What the exercise asks: Word for word, set down the records and skip each picture.
* Start *
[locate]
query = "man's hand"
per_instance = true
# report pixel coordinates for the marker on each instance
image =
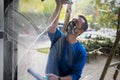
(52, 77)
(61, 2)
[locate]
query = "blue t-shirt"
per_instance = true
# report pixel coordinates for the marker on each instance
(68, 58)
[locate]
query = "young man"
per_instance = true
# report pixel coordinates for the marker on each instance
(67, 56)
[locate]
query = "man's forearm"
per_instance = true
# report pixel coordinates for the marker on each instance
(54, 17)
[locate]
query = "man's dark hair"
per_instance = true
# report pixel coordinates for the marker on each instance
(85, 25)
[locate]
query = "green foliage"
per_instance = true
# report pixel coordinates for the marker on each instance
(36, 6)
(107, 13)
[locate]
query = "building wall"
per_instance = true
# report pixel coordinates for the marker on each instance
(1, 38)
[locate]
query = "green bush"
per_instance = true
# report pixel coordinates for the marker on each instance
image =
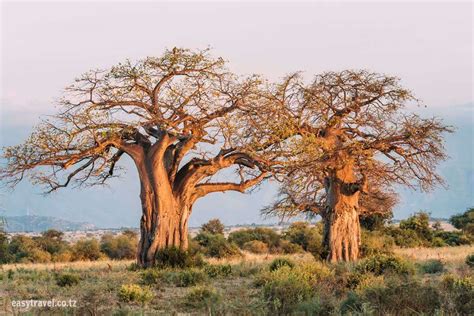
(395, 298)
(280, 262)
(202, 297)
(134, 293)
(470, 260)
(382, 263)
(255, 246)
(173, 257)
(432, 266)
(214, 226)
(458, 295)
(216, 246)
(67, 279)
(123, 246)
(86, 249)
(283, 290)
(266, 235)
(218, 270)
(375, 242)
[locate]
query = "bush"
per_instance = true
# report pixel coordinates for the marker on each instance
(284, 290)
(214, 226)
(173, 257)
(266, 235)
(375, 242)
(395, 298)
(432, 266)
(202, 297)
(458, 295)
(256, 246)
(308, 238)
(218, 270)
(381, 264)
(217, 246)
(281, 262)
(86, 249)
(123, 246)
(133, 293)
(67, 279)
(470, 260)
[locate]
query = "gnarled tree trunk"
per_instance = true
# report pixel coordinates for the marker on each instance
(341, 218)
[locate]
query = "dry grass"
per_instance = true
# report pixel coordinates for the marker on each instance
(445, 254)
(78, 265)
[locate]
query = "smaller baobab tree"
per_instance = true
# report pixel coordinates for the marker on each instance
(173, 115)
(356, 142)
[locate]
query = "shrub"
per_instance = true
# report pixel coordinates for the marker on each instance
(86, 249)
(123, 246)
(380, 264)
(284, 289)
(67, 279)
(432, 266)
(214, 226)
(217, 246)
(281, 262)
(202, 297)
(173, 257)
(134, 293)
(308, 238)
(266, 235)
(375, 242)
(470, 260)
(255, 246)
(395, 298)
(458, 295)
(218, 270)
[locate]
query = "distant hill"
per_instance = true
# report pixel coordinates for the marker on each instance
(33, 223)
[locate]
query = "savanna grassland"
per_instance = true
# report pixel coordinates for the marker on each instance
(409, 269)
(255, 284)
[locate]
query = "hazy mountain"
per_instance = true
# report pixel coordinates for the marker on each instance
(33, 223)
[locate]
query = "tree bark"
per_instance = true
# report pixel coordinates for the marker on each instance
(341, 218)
* End *
The output:
[locate]
query = "man's hand"
per_instance = true
# report pixel coordinates for the marker on each instance
image =
(52, 77)
(61, 2)
[locate]
query = "blue t-shirt"
per_instance = true
# report pixel coordinates for the marker on each instance
(68, 58)
[locate]
query = "young man"
per_instance = true
# report pixel coordinates for the marker on each instance
(67, 56)
[locate]
query = "man's forearm"
per_instance = true
# report pixel coordinates for the marker on each instance
(54, 17)
[locate]
query = "man's dark hair"
per_instance = true
# report pixel coordinates for the marker on each instance
(85, 25)
[locate]
query = "green foliage"
per_instance = true
# report pixel coordinates for the marker on each instance
(36, 6)
(107, 13)
[locate]
query = "building wall"
per_instance = true
# report pixel coordinates for the marker on each instance
(1, 38)
[locate]
query = "green bush"
per_instance = true
# report pixel coordinates for the marker on each instance
image =
(395, 298)
(280, 262)
(202, 297)
(134, 293)
(470, 260)
(382, 263)
(255, 246)
(173, 257)
(432, 266)
(214, 226)
(458, 295)
(216, 246)
(67, 279)
(123, 246)
(86, 249)
(283, 290)
(266, 235)
(218, 270)
(375, 242)
[locate]
query = "bush"
per_instance = true
# report pixel coordinates for the marker on each instance
(284, 290)
(214, 226)
(173, 257)
(266, 235)
(375, 242)
(395, 298)
(432, 266)
(202, 297)
(458, 295)
(256, 246)
(308, 238)
(218, 270)
(381, 264)
(217, 246)
(281, 262)
(86, 249)
(123, 246)
(133, 293)
(67, 279)
(470, 260)
[locate]
query = "gnarled tree trunk"
per_instance = true
# report pixel coordinates for the marker on each instance
(341, 218)
[locate]
query = "dry grass"
per_instance = true
# report pixel coordinates for the marker on each instance
(445, 254)
(78, 265)
[locate]
query = "smaller baobab tree"
per_instance = true
# report pixel coordinates for the marker on each instance
(173, 115)
(356, 142)
[locate]
query = "shrub"
per_instance = true
# report pixel coordinates for the marker on each instance
(86, 249)
(123, 246)
(380, 264)
(284, 289)
(67, 279)
(432, 266)
(214, 226)
(217, 246)
(281, 262)
(202, 297)
(173, 257)
(134, 293)
(308, 238)
(266, 235)
(375, 242)
(470, 260)
(255, 246)
(395, 298)
(458, 295)
(218, 270)
[locate]
query = "distant hill"
per_instance = true
# report pixel coordinates for the marker on each instance
(33, 223)
[locate]
query = "savanna grassland"
per_instance = true
# report pixel coordinates for the marker on each instance
(409, 269)
(255, 284)
[locate]
query = "hazy mountain"
per_instance = true
# report pixel coordinates for the marker on each instance
(33, 223)
[locate]
query = "tree bark"
per_instance = true
# report pixel coordinates for the marker on each instance
(341, 218)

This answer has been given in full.